→ **Aufgaben**
A – Kopiere aus dem Artikel über Besatzungskinder den Abschnitt zwischen „Etliche der Kinder“ und „aus der Geschichte?“, beide Stellen eingeschlossen, Wort für Wort.
B – Fasse im Artikel über Besatzungskinder den Absatz, der mit „In Deutschland sind zwischen 1945 und 1955“ beginnt, als Stichpunktliste zusammen und behalte dabei seine wesentlichen Fakten bei.
C – Warum wachsen manche Menschen laut dem Artikel über Besatzungskinder mit einem sicheren Gefühl auf?

→ **Textauszug**
★ ★ ★

(Erschienen in: ts aktuell, Ausgabe Nr. 17, Juni/Juli 2015)
Besatzungskinder und die Frage: Wer ist mein Vater?
Die Frage der eigenen Herkunft und Identität bewegt jeden Menschen. Während die einen mit einem sicheren Gefühl aufwachsen, da sie beide Elternteile kennen, quälen sich andere ein Leben lang mit den existenziellen Fragen „Von wem stamme ich ab?“ und „Wer bin ich?“. Besonders viele Kriegskinder, die einen ausländischen Soldaten zum Vater haben, treibt die Frage nach ihrer Herkunft um.
Besatzungskinder: Zwischen Stigmatisierung und Integration
In Deutschland sind zwischen 1945 und 1955 bis zu 250 000 Kinder geboren worden, die eine einheimische Mutter und einen Soldatenvater aus den USA, der Sowjetunion, Großbritannien und Frankreich haben. Sie sind mittlerweile 60 bis 70 Jahre alt. Vielfach wurden die Umstände ihrer biologischen Herkunft verleugnet, verheimlicht und vertuscht. Zahlreiche Mütter hüllten sich ihr Leben in Schweigen.
Etliche der Kinder wuchsen vaterlos auf- ein Schicksal das sie nach dem Krieg mit rund 2,5 Millionen Halbwaisen und rund 100.000 Vollwaisen teilten. Stigmatisierender als die Abstammung vom ehemaligen Feind war oft der Status „unehelich“, gerade in streng religiösen Milieus. Schätzungsweise 30 Prozent der „Kinder des Krieges“ sind in Heimen groß geworden. Einige der Mütter heirateten, dem Kind wurde nichts über die Herkunft gesagt, es spürte aber, dass „irgendetwas nicht stimmte“. Andere Mütter blieben ihr Leben lang alleine, vielleicht um sich, das Kind oder auch beide zu schützen.
Lernen aus der Geschichte?
Diese „Kinder des Krieges“ sind nun im Rentenalter und fragen wieder nach ihrer biologischen Herkunft. Mittlerweile gibt es Netzwerke, die bei der Suche nach dem Vater helfen, es gibt Literatur, und auch die Wissenschaft hat sich des Themas angenommen. Eine der Forderungen an die Politik ist leichterer Zugang zu Archiven im In- und Ausland. Unklar ist auch, ob die Kinder der Betroffenen Akten einsehen dürfen. Nützlich wäre auch Ansprechstellen für die „Kinder des Krieges“ im In- und Ausland.

★ ★ ★

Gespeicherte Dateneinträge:

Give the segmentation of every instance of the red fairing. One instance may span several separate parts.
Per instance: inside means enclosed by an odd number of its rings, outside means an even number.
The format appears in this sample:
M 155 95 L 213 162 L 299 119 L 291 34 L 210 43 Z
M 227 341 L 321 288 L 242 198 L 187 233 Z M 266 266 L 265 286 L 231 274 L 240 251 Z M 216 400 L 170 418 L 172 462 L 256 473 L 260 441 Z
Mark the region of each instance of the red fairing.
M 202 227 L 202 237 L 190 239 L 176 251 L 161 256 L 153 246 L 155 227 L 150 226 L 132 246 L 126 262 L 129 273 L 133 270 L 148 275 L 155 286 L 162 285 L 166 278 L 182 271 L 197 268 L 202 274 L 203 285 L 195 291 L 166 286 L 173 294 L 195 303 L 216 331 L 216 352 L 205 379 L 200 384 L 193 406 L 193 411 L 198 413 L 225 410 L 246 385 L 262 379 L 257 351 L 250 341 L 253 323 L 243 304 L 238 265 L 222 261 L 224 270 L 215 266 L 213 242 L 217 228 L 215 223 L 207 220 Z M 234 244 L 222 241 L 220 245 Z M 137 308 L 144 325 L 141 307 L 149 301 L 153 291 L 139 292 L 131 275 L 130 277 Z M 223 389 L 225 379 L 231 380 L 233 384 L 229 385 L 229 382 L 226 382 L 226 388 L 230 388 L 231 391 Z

★ ★ ★

→ **Lösungen**
A –
Etliche der Kinder wuchsen vaterlos auf- ein Schicksal das sie nach dem Krieg mit rund 2,5 Millionen Halbwaisen und rund 100.000 Vollwaisen teilten. Stigmatisierender als die Abstammung vom ehemaligen Feind war oft der Status „unehelich“, gerade in streng religiösen Milieus. Schätzungsweise 30 Prozent der „Kinder des Krieges“ sind in Heimen groß geworden. Einige der Mütter heirateten, dem Kind wurde nichts über die Herkunft gesagt, es spürte aber, dass „irgendetwas nicht stimmte“. Andere Mütter blieben ihr Leben lang alleine, vielleicht um sich, das Kind oder auch beide zu schützen.
Lernen aus der Geschichte?

B –
- Zwischen 1945 und 1955 kamen in Deutschland bis zu 250 000 Kinder zur Welt, deren Mutter einheimisch und deren Vater Soldat aus den USA, der Sowjetunion, Großbritannien oder Frankreich war.
- Sie sind mittlerweile 60 bis 70 Jahre alt.
- Ihre biologische Herkunft wurde oft verleugnet, verheimlicht und vertuscht.
- Viele Mütter schwiegen ihr Leben lang darüber.

C – Sie wachsen mit einem sicheren Gefühl auf, weil sie beide Elternteile kennen.